### Recorded information
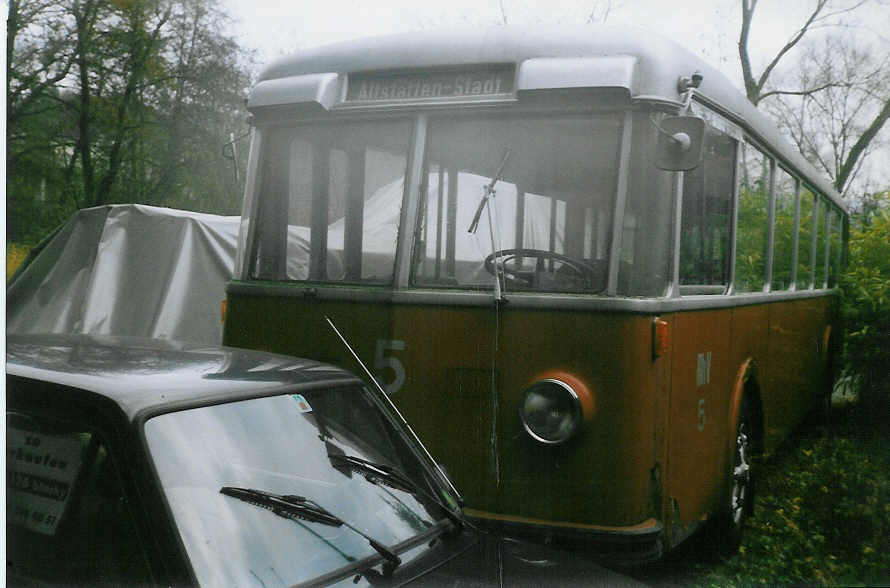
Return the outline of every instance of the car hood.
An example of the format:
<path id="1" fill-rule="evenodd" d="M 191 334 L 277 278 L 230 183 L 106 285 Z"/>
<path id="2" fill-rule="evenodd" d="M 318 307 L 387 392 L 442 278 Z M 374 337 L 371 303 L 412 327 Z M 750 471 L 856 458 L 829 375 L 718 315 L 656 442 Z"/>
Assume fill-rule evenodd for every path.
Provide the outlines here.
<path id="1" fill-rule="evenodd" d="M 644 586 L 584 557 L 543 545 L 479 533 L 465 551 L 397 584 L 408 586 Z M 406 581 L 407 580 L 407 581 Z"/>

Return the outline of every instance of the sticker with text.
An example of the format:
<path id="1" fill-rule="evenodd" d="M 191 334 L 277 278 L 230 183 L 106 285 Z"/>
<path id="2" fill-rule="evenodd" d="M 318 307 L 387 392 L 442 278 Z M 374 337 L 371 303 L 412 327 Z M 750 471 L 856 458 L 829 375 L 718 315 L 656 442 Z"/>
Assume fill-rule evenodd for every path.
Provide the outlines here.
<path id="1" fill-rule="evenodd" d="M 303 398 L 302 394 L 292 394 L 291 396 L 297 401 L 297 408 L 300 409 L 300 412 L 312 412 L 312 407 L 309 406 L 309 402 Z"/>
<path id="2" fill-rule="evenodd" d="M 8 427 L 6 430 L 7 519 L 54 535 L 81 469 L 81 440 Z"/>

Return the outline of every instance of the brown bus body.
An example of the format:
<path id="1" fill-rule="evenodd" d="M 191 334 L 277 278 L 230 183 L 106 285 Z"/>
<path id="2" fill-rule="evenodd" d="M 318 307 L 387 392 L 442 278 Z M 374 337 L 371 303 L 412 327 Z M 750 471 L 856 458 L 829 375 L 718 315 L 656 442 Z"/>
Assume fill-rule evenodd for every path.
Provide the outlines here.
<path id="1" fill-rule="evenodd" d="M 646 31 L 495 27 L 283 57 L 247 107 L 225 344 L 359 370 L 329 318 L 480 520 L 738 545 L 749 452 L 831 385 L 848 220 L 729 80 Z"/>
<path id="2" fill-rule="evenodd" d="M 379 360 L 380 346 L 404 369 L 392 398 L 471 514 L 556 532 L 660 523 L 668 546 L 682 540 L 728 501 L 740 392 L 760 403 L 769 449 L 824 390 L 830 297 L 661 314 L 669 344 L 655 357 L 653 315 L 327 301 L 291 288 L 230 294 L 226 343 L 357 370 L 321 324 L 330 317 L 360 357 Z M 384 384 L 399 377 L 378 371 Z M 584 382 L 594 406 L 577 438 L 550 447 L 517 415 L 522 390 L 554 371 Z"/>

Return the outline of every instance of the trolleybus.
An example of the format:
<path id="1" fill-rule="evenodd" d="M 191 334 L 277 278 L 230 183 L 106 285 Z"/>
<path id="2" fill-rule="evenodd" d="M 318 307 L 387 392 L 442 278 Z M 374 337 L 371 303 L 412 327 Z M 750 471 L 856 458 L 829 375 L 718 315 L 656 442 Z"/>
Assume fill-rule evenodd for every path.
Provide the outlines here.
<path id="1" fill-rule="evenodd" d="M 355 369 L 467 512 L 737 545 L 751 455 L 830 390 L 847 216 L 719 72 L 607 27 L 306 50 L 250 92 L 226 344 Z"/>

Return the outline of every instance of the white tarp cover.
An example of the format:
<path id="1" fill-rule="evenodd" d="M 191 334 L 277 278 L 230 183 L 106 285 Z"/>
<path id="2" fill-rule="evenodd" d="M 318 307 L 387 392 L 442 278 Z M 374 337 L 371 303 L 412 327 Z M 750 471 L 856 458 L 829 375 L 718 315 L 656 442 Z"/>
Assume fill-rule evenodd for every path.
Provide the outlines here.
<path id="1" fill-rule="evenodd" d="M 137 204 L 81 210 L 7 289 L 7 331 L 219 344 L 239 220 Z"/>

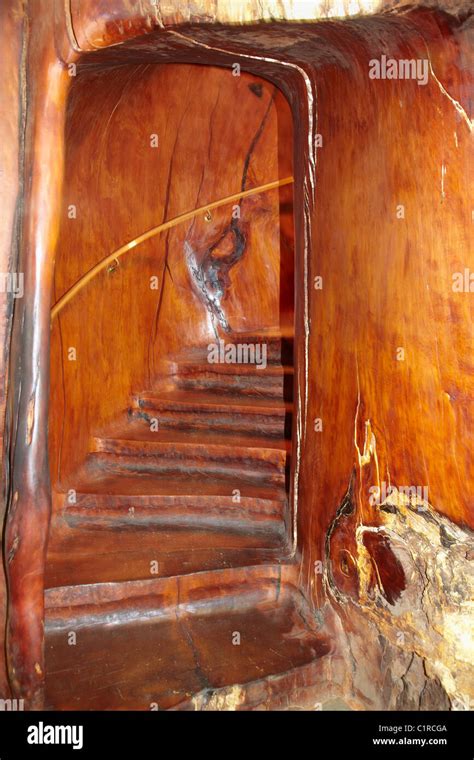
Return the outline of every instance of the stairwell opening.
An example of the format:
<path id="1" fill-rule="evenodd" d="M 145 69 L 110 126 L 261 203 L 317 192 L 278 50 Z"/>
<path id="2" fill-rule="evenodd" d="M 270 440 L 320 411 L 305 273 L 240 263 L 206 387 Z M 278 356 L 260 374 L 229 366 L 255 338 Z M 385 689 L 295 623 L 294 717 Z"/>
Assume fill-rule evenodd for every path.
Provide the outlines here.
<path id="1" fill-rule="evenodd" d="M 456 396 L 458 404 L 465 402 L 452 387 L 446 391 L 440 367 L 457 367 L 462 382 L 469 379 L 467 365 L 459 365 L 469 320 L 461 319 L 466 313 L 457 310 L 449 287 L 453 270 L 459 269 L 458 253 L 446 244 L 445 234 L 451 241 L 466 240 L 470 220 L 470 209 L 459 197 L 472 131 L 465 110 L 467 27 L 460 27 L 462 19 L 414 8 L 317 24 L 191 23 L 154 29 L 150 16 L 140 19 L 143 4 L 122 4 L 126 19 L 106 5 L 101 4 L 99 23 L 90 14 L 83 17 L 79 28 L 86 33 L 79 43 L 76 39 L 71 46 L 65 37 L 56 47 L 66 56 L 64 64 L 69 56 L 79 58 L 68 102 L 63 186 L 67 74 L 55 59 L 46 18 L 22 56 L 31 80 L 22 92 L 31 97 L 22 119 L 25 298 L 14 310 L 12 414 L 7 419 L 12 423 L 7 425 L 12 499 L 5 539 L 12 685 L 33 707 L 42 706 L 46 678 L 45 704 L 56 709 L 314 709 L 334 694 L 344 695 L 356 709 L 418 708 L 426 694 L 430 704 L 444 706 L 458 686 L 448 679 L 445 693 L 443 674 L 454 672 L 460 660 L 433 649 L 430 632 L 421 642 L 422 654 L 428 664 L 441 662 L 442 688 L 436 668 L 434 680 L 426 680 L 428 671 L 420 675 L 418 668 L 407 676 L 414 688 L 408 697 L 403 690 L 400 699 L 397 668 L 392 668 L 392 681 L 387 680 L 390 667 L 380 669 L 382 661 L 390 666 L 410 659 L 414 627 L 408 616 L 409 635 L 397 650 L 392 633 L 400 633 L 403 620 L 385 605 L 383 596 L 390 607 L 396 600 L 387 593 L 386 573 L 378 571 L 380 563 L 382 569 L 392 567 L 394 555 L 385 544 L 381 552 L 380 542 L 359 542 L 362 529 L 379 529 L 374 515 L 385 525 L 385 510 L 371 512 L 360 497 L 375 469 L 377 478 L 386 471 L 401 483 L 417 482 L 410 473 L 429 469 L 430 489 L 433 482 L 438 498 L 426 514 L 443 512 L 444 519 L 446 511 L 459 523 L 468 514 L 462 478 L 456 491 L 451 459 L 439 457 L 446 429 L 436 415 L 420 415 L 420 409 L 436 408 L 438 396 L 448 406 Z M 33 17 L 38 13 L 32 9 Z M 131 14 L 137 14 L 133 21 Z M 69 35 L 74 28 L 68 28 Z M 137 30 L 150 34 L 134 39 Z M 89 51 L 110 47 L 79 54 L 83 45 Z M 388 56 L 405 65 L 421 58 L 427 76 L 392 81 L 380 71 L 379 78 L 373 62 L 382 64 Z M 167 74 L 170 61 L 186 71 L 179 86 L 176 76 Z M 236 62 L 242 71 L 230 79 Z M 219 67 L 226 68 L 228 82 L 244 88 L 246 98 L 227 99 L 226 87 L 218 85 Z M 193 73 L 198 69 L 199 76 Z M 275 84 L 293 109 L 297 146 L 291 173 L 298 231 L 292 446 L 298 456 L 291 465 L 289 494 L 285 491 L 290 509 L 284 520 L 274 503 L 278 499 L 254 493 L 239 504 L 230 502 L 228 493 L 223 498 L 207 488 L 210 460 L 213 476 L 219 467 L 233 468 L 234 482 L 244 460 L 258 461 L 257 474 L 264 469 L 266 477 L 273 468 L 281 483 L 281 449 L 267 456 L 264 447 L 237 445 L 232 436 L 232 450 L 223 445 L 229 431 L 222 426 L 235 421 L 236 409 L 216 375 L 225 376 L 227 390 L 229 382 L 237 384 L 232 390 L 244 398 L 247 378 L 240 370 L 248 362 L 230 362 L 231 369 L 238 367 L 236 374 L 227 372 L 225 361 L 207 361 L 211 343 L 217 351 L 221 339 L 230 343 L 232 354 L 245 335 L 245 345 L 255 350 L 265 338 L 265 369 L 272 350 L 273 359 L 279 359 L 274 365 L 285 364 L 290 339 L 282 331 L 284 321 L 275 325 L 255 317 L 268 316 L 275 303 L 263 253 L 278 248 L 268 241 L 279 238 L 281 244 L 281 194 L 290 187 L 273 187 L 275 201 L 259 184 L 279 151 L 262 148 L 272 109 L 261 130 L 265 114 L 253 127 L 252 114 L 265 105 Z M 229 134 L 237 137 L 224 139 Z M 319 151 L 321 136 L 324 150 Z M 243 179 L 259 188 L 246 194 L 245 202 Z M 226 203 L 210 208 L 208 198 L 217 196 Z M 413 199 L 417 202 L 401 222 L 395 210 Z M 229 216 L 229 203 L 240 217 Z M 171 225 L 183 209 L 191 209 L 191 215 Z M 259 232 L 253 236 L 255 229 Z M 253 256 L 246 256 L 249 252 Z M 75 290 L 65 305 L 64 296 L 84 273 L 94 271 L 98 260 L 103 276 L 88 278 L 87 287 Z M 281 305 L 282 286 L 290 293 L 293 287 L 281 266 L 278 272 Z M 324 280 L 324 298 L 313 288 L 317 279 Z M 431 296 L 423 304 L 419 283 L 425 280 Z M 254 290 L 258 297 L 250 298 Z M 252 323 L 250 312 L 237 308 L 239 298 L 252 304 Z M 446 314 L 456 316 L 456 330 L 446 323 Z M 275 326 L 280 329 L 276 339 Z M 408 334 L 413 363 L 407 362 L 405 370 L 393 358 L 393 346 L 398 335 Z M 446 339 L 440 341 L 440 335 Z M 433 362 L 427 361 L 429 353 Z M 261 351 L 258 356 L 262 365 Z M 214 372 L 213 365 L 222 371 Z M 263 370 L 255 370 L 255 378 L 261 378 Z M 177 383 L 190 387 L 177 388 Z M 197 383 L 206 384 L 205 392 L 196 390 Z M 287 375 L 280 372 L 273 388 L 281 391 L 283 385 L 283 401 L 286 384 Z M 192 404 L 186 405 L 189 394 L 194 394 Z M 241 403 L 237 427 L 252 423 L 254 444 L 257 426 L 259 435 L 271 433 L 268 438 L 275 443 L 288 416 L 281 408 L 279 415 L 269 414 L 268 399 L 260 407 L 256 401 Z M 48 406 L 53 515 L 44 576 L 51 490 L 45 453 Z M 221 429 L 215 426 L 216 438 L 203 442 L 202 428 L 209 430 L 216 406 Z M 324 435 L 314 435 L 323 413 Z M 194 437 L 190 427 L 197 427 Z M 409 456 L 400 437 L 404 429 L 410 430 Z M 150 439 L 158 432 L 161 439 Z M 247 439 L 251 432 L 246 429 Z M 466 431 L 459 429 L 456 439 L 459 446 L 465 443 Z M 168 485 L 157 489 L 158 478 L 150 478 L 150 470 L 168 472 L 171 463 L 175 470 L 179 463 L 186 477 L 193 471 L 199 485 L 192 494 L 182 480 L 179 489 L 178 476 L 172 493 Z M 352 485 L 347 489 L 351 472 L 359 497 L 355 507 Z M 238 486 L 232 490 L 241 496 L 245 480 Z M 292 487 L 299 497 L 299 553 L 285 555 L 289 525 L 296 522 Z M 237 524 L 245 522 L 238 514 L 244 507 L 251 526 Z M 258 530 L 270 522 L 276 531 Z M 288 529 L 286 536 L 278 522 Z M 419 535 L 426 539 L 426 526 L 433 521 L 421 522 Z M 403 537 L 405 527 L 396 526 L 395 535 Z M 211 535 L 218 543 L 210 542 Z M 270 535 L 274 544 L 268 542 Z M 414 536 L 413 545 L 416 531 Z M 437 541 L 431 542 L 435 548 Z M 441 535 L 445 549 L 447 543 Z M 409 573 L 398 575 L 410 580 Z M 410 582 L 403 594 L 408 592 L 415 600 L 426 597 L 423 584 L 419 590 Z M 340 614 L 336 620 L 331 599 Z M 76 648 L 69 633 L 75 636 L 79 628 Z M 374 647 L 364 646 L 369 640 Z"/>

### What to produce
Your answer should consist of each line above in which "Return" appears.

### Response area
Return the outline of every instance of the car hood.
Return the outline of every instance of the sticker with text.
Return the outline of every instance of the brown bus body.
Return the outline of every instance of the trolleybus.
Return the outline of every instance of the white tarp cover.
Return the outline of every instance of the stairwell opening.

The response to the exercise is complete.